Copy all the entries below exactly, but not the pictures.

◇ ◇ ◇ ◇

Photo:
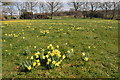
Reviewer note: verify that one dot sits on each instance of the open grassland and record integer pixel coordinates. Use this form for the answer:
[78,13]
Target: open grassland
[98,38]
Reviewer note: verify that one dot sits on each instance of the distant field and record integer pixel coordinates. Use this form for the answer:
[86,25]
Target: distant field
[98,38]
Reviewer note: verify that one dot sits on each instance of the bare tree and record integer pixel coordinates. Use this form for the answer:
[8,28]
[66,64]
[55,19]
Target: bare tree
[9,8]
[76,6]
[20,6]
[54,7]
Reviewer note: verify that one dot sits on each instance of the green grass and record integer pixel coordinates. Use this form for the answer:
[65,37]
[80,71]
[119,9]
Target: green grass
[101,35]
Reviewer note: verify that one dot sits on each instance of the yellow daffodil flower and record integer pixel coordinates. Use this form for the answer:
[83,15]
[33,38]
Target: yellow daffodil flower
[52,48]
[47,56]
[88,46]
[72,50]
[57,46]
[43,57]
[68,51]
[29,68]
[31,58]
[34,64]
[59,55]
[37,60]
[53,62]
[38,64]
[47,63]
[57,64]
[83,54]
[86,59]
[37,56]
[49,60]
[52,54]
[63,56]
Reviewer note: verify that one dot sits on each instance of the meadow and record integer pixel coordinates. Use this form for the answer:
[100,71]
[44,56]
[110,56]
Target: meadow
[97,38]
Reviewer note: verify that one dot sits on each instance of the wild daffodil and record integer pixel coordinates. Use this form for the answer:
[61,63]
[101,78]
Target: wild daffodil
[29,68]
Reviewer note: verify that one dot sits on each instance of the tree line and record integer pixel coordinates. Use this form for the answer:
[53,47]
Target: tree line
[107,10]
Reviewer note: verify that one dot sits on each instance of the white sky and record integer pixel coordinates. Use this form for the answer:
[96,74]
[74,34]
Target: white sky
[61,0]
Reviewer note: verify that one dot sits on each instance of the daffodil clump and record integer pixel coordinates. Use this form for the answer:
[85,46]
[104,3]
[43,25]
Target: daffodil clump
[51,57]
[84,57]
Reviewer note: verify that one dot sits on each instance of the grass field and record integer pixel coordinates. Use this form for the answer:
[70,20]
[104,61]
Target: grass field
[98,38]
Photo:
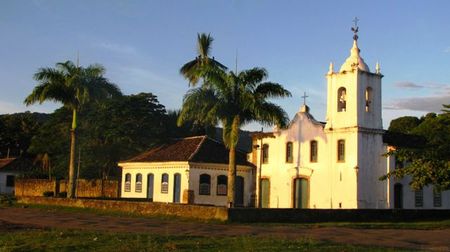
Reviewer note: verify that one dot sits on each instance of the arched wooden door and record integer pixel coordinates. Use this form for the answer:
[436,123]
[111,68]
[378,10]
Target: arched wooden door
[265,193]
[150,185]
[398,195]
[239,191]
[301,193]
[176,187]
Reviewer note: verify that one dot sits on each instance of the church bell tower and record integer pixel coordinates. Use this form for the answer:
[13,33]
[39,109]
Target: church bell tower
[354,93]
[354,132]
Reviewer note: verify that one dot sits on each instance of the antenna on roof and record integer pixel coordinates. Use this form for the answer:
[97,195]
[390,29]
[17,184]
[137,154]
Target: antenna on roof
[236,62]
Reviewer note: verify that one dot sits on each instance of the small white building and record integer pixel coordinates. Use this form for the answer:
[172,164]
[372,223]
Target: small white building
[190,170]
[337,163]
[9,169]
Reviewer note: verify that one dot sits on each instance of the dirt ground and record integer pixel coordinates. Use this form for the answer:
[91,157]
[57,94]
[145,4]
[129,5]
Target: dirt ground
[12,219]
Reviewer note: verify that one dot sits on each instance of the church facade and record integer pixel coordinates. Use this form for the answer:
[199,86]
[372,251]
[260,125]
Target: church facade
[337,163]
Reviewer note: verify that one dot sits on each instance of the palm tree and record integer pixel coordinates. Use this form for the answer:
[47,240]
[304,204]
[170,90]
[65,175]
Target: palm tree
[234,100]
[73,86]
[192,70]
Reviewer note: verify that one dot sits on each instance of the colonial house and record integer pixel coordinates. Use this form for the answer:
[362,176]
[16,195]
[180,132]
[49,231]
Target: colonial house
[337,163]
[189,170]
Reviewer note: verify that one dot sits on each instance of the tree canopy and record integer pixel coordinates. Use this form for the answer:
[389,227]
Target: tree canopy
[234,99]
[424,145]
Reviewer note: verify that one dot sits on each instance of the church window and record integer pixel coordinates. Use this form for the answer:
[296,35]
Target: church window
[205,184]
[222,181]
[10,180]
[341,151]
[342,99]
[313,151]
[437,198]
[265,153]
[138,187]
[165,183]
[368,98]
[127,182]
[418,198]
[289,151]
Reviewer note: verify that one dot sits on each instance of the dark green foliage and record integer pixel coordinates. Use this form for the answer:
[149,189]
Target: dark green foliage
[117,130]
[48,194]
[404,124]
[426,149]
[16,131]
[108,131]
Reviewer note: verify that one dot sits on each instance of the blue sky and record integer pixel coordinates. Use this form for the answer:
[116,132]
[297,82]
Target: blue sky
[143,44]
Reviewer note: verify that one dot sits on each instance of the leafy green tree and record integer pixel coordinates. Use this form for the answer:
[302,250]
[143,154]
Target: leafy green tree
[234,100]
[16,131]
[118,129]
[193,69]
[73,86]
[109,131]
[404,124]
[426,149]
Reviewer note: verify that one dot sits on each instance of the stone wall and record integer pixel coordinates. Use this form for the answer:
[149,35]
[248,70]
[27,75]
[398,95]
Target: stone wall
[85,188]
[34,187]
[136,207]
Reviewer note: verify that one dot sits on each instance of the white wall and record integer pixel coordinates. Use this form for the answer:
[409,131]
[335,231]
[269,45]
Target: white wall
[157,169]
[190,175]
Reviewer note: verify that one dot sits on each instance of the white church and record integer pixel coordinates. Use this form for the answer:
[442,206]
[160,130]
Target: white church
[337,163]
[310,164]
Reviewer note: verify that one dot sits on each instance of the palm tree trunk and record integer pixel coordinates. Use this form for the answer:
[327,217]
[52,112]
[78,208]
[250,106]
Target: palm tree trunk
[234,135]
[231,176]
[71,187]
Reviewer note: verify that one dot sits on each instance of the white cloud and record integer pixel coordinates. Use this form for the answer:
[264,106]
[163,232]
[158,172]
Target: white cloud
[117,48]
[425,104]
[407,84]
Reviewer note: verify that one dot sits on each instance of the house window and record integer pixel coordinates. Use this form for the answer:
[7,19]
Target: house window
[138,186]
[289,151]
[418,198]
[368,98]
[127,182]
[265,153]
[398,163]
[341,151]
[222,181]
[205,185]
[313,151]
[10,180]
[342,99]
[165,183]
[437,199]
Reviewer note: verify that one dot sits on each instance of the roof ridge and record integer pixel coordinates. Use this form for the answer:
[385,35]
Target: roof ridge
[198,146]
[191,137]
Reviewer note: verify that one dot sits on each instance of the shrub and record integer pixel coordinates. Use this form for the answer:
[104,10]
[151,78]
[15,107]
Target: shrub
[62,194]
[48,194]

◇ ◇ ◇ ◇

# [Answer to the exercise]
Photo:
Reviewer note: verify that one dot sits on each instance of the open grassland and record integer pixel coordinates. Use this form for the answer:
[78,13]
Target: open grassland
[98,38]
Reviewer note: verify that one dot sits on each instance of the distant field and record integer pixel coordinates. Use this form for the answer:
[86,25]
Target: distant field
[98,38]
Reviewer note: verify that one dot sits on each instance of the bare tree and record integer pixel coordinates. Use this form for the answer:
[8,28]
[66,64]
[55,19]
Target: bare tree
[9,8]
[76,6]
[20,6]
[54,7]
Reviewer note: verify that one dot sits on each instance of the green grass and record integer pixel coordinates. Use this form for the answer:
[65,37]
[80,71]
[119,9]
Target: green grass
[101,35]
Reviewer note: verify that one dot sits on each instance of the yellow daffodil flower and record integer pixel coordinates. Use this form for the answer:
[83,15]
[33,38]
Target: yellow daffodil flower
[52,48]
[47,56]
[88,46]
[72,50]
[57,46]
[43,57]
[68,51]
[29,68]
[31,58]
[34,64]
[59,55]
[37,60]
[53,62]
[38,64]
[47,63]
[57,64]
[83,54]
[86,59]
[37,56]
[49,60]
[52,54]
[63,56]
Reviewer note: verify that one dot sits on each instance of the meadow and record integer pixel coordinates. Use this form for the answer:
[100,71]
[44,56]
[110,56]
Target: meadow
[97,38]
Reviewer note: verify that one dot sits on each instance of the wild daffodil and record integer pixel coordinates. Use this form for the answer:
[61,63]
[101,78]
Target: wild daffodil
[29,68]
Reviewer note: verify that one dot sits on each instance of the tree line and record integer pixel coordinates. Use this form for the answer:
[53,47]
Target: tree line
[107,10]
Reviewer note: verify that one dot sits on each instance of the white sky and record integer pixel coordinates. Use this form for the answer:
[96,74]
[74,34]
Target: white sky
[61,0]
Reviewer note: verify that one dot sits on each instance of the daffodil clump and record integer pixel coordinates. Use this form for the answer:
[85,46]
[104,3]
[43,25]
Target: daffodil clump
[51,57]
[84,57]
Reviewer note: verify that one dot sits on each instance of the grass field and record integer pixel coordinates. Use this form for the answer:
[70,20]
[104,61]
Target: grass field
[98,38]
Photo:
Reviewer note: verify that one dot sits on each instance of the arched wooden door and record integer pixel coordinates. Use this form for the answer:
[436,123]
[111,68]
[378,10]
Target: arched wooden door
[265,193]
[150,185]
[398,195]
[239,191]
[301,193]
[176,187]
Reviewer note: verify that one dot sits on each instance of the church bell tower and record integer pixel coordinates. Use this form for the answer:
[13,33]
[39,109]
Target: church bell tower
[354,93]
[354,132]
Reviewer note: verify that one dot sits on each instance of the antenna on roof and record integer pixel coordinates. Use this form for the answer:
[97,195]
[390,29]
[17,184]
[137,154]
Target: antenna on roof
[236,62]
Reviewer note: verify that one dot sits on each instance of the small white building and record integer pixel coordinates. Use this form for the answer:
[172,164]
[372,223]
Target: small white building
[190,170]
[337,163]
[9,169]
Reviewer note: verify that one dot sits on each instance of the dirt ground and record integer pixel coordinates. Use this form for the answer:
[91,157]
[57,94]
[145,4]
[129,5]
Target: dirt ground
[12,219]
Reviewer note: verify that one dot sits on each instance of the church facade and record integer pixel coordinates. Use this form for the answer:
[199,86]
[372,251]
[260,125]
Target: church facade
[337,163]
Reviewer note: verify that one dot sits on each instance of the palm tree and record integer pixel coordinates. Use this form for the answer:
[47,240]
[304,204]
[170,90]
[65,175]
Target: palm tree
[234,100]
[73,86]
[192,70]
Reviewer note: verify that one dot sits on each instance of the colonial house and record integer pixel coordinates. Use this form for the answer:
[362,176]
[16,195]
[180,132]
[49,231]
Target: colonial house
[337,163]
[189,170]
Reviewer note: verify that one dot sits on each instance of the tree canopy and record integer pixel coordinates. Use this form for the answer:
[389,227]
Target: tree canopy
[234,99]
[424,145]
Reviewer note: verify that one dot sits on each instance of the church window and record integer pixel coordinates. Use this form for the answer:
[296,35]
Target: church window
[205,184]
[222,181]
[10,180]
[341,151]
[342,99]
[313,151]
[437,198]
[265,153]
[138,187]
[165,183]
[368,98]
[127,182]
[418,198]
[289,151]
Reviewer note: verify that one dot sits on each instance of the dark green foliage and record integer pixel coordinates. Use this form for the answer:
[149,189]
Target: dark green foliage
[117,130]
[48,194]
[404,124]
[426,149]
[16,131]
[108,131]
Reviewer note: verify that one dot sits on each instance of the blue sky and record integer pixel coordinates. Use this form for the answer:
[116,132]
[297,82]
Target: blue sky
[143,44]
Reviewer note: verify that one dot sits on each instance of the leafy green tree and record integer pixel coordinates. Use this form for the answer:
[302,250]
[143,154]
Target: leafy green tree
[234,100]
[16,131]
[118,129]
[193,69]
[73,86]
[109,131]
[404,124]
[426,149]
Reviewer note: verify that one dot sits on each instance of the stone wall and record integer pixel coordinates. Use this form for the answer:
[149,35]
[248,70]
[27,75]
[398,95]
Target: stone wall
[85,188]
[34,187]
[136,207]
Reviewer note: verify that one dot sits on each instance of the white wall and record integer pixel coordinates. Use this form for the answer:
[409,131]
[335,231]
[269,45]
Target: white wall
[157,169]
[190,175]
Reviewer note: verify that one dot sits on each instance of the white church and record integer pixel coordinates. Use this form for the answer:
[442,206]
[160,130]
Target: white church
[337,163]
[310,164]
Reviewer note: verify that one dot sits on each instance of the palm tree trunk and record integer pixel coordinates. Use this form for the answer:
[327,217]
[52,112]
[78,208]
[250,106]
Target: palm tree trunk
[234,135]
[231,176]
[71,187]
Reviewer note: verify that one dot sits on each instance of the white cloud and record integer pixel coordinates. Use this form for the answer:
[264,106]
[163,232]
[158,172]
Target: white cloud
[117,48]
[425,104]
[407,84]
Reviewer note: verify that one dot sits on each instance of the house window and record integer pixel coordinates. Use this form for the answer:
[7,19]
Target: house window
[138,186]
[289,151]
[418,198]
[368,98]
[127,182]
[265,153]
[398,163]
[341,151]
[222,181]
[205,185]
[313,151]
[10,180]
[342,99]
[165,183]
[437,199]
Reviewer note: verify that one dot sits on each instance of the roof ridge and record integer pixel coordinates. Use this form for the answer:
[385,35]
Target: roof ridge
[198,146]
[191,137]
Reviewer note: verify that one dot sits on each instance of the shrub and record integer pixel coordinates. Use this form for the answer:
[104,10]
[151,78]
[15,107]
Target: shrub
[62,194]
[48,194]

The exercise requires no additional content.